#### Text section
From: JC Gumbart (gumbart_at_ks.uiuc.edu)
Date: Sat Aug 18 2012 - 18:24:08 CDT
Sorry for taking so long to reply, but I've been running a battery of tests to try to get to the bottom of this.
I had seen your previous post and was hoping you would chime in. The problem here is that I want the actual pressure profiles, not the surface tension (I was just trying that as a check, and I did try it as well with T = 0). So I can't just ignore the kinetic term.
I ran my tests on a water box, calculating the profiles both during and post-processing. Through trial and error, I determined that the proper approach for post-processing is to run two calculations, both with the exact same configuration as the simulation itself (including both runs using PME), one to get all the contributions except for the Ewald part and one just to get Ewald. An important point I figured out here: the value of pressureProfileEwaldX,Y,Z really matters. When I used 20, it was much slower, but gave different results than 10. I tried 40, which is extremely slow, but is almost the same as 20, suggesting that using a value of 20 ensures this quantity is converged.
I also ran a test for 100 steps, getting the pressures and the profiles with 1 slab every step. From this I was able to confirm what I found above. The sum of the concurrently run profile and the Ewald component with "pPEX,Y,Z 20" gives precisely the same value as the group pressure determined by NAMD. Post-processed (therefore with a different kinetic term) was similar, but with a small deviation as expected.
Ultimately, what I'm concluding here is that the noise is primarily due to the fluctuations in the pressure calculations, not the kinetic term. Even at T=0 and a single slab, the fluctuations in the pressure profiles for the water box (and thus also the surface tension) are +/- 160 bars. So the profiles are not reliable, at least for so few samples, which is all I have from the DCDs.
########
Extend the forum post on pressure profile calculations above, starting right after its final sentence.
#### Dataset excerpts
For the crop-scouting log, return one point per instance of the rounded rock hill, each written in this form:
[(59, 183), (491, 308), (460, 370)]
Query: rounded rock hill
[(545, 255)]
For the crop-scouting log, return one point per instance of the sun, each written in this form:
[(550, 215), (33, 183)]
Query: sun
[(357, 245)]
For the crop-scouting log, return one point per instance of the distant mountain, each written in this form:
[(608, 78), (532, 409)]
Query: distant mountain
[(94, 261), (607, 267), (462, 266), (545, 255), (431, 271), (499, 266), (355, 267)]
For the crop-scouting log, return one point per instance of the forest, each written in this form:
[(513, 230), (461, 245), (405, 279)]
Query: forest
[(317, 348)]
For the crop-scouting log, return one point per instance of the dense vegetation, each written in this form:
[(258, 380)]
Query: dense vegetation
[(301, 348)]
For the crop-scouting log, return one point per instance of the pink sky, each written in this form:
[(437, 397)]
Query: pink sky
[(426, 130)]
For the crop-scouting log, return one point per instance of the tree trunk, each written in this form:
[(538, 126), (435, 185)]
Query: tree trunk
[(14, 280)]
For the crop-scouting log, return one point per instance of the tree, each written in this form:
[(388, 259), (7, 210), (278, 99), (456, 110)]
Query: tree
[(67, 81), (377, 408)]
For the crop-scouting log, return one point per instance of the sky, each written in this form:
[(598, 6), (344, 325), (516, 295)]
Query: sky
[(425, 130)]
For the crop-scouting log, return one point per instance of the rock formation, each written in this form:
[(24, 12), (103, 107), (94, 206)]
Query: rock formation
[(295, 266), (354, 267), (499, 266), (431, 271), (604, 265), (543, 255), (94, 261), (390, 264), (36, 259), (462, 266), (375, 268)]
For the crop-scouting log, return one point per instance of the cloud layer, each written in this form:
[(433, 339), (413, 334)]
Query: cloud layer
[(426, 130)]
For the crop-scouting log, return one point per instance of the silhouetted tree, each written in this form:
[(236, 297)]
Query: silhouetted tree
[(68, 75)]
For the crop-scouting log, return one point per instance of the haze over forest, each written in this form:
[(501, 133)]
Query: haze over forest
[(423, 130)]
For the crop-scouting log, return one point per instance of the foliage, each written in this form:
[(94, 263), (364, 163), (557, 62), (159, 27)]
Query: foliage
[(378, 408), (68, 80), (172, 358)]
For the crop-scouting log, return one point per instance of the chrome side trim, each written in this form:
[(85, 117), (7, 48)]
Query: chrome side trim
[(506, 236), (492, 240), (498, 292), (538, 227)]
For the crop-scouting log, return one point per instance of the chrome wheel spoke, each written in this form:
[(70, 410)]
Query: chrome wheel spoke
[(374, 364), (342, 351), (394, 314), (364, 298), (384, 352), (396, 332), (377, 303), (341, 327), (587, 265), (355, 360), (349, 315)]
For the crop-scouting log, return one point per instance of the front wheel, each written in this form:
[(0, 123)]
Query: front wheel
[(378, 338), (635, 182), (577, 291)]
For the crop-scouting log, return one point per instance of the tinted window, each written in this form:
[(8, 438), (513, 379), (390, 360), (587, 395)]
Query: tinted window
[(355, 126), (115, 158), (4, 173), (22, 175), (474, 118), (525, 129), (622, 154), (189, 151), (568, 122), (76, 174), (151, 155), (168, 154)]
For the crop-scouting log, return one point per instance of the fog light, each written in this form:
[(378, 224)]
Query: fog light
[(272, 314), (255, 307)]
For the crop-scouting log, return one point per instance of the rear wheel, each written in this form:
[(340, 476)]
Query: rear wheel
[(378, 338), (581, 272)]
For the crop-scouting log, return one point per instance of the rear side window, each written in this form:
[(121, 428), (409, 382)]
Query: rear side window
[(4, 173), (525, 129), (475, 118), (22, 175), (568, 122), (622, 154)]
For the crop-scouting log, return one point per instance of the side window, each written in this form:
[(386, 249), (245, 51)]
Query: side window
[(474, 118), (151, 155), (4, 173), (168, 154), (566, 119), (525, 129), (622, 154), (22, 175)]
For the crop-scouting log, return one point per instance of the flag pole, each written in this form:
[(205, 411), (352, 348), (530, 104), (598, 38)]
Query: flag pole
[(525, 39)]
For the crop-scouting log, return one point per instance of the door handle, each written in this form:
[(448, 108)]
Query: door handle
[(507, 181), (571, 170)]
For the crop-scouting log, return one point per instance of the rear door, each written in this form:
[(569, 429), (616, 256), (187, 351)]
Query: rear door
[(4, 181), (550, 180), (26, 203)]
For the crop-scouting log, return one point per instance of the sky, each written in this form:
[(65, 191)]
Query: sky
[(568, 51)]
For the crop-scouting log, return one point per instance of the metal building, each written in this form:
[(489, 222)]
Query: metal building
########
#### Dataset excerpts
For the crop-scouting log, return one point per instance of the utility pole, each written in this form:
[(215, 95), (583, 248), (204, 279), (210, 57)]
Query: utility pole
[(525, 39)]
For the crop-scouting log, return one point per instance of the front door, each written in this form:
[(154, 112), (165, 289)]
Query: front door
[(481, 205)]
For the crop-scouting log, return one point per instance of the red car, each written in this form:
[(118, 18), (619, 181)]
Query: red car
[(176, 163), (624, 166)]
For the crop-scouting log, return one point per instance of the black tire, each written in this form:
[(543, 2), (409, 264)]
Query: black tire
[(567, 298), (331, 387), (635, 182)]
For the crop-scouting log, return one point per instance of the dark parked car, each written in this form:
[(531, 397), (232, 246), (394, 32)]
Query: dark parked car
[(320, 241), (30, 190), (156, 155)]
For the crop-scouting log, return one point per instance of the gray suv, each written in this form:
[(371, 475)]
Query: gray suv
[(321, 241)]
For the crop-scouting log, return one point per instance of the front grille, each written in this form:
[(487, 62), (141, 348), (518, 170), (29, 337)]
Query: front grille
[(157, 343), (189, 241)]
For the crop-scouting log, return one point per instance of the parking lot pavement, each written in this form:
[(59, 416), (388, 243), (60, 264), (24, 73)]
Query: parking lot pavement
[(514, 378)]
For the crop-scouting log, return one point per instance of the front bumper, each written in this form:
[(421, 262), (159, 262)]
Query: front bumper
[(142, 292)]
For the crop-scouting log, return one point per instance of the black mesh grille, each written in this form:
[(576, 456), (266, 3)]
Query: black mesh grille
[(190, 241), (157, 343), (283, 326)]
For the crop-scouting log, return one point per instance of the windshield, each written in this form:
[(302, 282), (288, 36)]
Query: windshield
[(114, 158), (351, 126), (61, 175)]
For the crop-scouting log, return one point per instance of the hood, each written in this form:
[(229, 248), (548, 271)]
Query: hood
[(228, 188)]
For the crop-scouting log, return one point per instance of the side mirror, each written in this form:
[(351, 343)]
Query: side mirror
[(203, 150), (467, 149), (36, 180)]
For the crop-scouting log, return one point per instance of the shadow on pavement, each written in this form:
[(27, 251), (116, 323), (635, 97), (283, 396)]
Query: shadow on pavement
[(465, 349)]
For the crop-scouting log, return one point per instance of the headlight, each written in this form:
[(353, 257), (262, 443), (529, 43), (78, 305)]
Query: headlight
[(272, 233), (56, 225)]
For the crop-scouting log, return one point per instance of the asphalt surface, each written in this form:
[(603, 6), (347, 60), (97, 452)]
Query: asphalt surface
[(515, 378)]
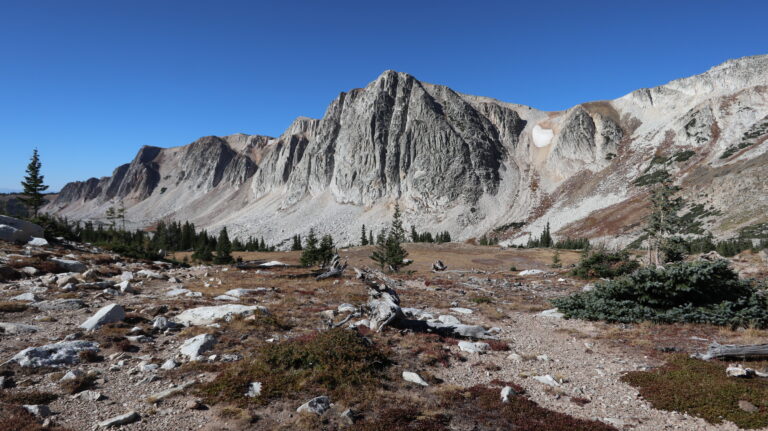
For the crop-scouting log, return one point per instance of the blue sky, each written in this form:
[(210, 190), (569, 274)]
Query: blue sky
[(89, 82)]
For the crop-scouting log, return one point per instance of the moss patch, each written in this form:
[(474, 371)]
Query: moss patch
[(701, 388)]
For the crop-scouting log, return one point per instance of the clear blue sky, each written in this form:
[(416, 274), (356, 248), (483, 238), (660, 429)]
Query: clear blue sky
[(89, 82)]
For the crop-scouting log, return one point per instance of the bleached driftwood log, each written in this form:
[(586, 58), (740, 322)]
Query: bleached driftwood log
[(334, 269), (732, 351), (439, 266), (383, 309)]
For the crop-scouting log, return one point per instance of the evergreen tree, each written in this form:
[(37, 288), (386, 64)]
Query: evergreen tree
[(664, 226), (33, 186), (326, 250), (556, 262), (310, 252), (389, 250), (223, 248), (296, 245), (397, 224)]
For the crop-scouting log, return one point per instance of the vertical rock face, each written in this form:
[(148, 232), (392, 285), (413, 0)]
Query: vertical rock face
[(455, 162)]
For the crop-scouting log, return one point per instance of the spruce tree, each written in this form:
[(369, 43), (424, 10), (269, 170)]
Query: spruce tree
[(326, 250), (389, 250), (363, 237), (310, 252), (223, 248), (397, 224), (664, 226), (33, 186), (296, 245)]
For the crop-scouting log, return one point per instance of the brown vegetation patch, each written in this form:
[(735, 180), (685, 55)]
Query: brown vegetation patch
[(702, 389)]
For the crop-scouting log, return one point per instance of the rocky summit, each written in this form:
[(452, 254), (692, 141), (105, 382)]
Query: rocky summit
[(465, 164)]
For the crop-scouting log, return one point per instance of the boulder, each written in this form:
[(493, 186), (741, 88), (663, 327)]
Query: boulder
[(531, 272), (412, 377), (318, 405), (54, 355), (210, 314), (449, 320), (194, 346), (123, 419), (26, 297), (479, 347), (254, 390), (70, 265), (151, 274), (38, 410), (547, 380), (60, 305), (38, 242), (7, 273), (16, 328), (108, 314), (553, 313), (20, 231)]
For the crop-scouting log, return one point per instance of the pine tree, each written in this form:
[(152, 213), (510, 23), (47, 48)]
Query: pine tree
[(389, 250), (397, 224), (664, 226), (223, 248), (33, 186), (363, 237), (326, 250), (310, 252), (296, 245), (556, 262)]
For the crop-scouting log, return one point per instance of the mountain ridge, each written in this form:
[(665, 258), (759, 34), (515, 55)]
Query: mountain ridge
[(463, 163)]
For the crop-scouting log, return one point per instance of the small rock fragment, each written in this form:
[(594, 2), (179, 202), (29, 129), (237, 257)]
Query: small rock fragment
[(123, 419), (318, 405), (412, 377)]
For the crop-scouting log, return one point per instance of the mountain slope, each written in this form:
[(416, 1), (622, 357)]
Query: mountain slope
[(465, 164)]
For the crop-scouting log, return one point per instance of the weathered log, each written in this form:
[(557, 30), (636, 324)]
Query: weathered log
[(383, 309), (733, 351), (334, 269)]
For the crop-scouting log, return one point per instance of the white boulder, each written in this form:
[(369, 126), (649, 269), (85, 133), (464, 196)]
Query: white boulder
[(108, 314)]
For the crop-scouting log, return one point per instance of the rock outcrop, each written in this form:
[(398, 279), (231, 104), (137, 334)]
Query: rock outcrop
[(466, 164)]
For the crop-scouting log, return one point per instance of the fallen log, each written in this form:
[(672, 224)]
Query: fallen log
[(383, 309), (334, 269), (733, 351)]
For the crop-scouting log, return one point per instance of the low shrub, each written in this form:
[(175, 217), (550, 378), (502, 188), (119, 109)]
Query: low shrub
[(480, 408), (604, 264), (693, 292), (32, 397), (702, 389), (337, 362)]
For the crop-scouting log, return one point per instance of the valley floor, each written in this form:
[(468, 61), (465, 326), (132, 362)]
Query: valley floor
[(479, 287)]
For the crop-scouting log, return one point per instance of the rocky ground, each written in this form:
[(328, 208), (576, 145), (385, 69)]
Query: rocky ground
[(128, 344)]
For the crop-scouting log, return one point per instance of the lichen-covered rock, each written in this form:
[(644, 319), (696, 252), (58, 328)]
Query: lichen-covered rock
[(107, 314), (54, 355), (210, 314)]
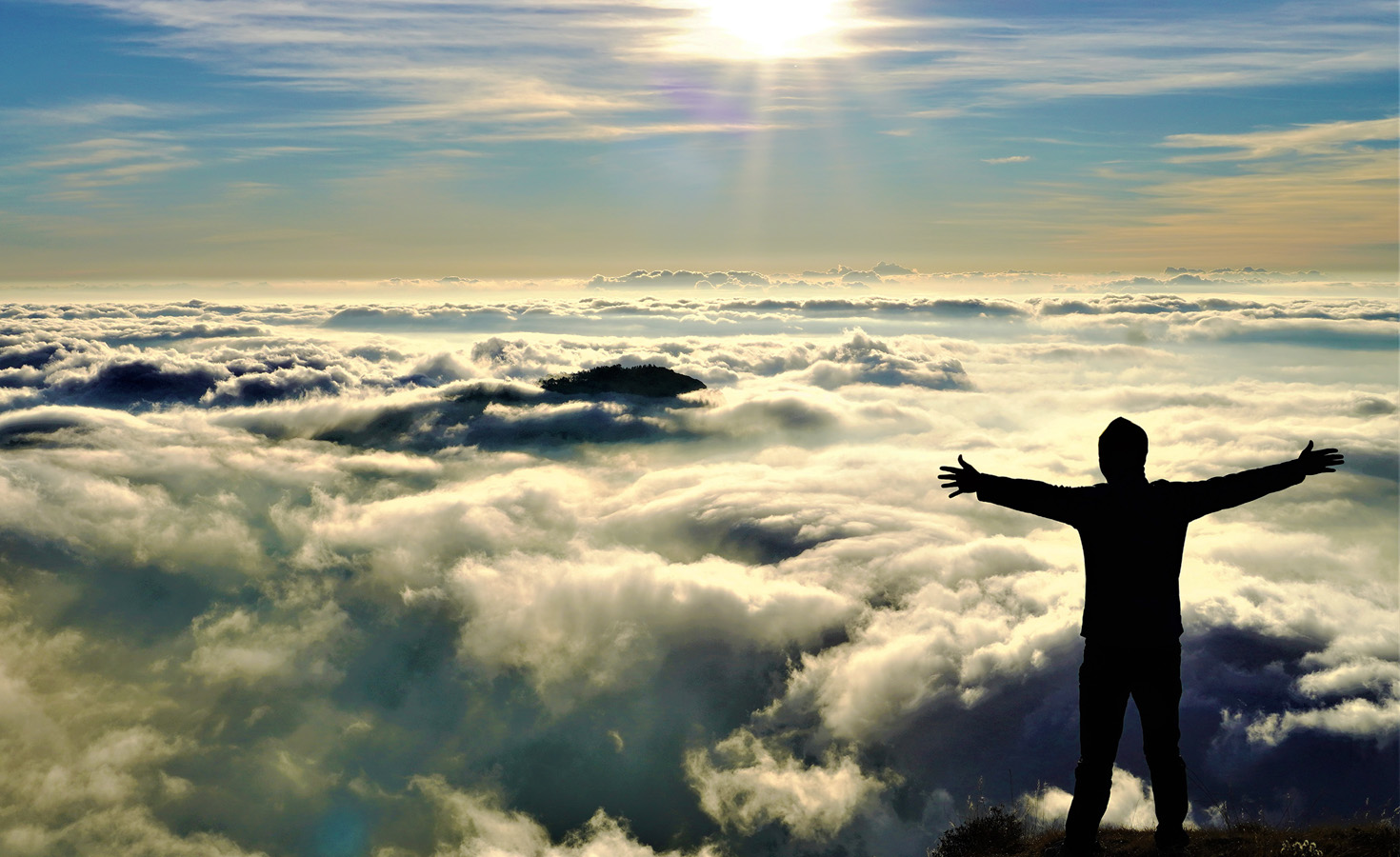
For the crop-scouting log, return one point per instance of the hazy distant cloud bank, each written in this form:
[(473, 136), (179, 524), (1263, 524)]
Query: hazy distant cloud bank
########
Exercise answer:
So Grace, when you did your calculations, did you 1) post-process the trajectories and 2) see similar fluctuations, even at T=0?
On Aug 16, 2012, at 2:33 PM, Grace Brannigan wrote:
> Hi JC,
> I found that most of the noise in the pressure profiles was due to the ideal gas term, which is artificially noisy in post processing because velocities are randomly reassigned - see e.g.
> My guess is that you will dramatically reduce noise if you post process at almost 0 degrees.
> On Mon, Aug 13, 2012 at 10:11 PM, JC Gumbart <gumbart_at_ks.uiuc.edu> wrote:
> Does anyone have experience post-processing trajectories to get pressure profiles? I see here ( http://www.ks.uiuc.edu/Research/namd/2.9/ug/node75.html ) that I need to do separate calculations for the non-Ewald and Ewald contributions. One thing that is not obvious to me though is if I should turn off PME for the non-Ewald offline run. I would guess it should be left on, as one might typically calculate the non-Ewald component during the simulation itself, in which PME was on. Nonetheless, this assumption may or may not be valid.
> A bigger question though - given the large fluctuations in pressure, how useful is a completely offline calculation? Because I only saved my trajectory every 1000 timesteps, for a 1 ns run, I have only 1000 frames from which to calculate and average the profiles. So they are quite noisy. But more importantly, the surface tension does not approach 0 at the edges of my profile, but it does appear to level off to something (modulo the large fluctuations anyway). Maybe this is just due to insufficient sampling of the pressure, or maybe I'm doing something completely wrong?
> If anyone has done these calculations and gotten results that seem reasonable, please chime in with precisely how you did them.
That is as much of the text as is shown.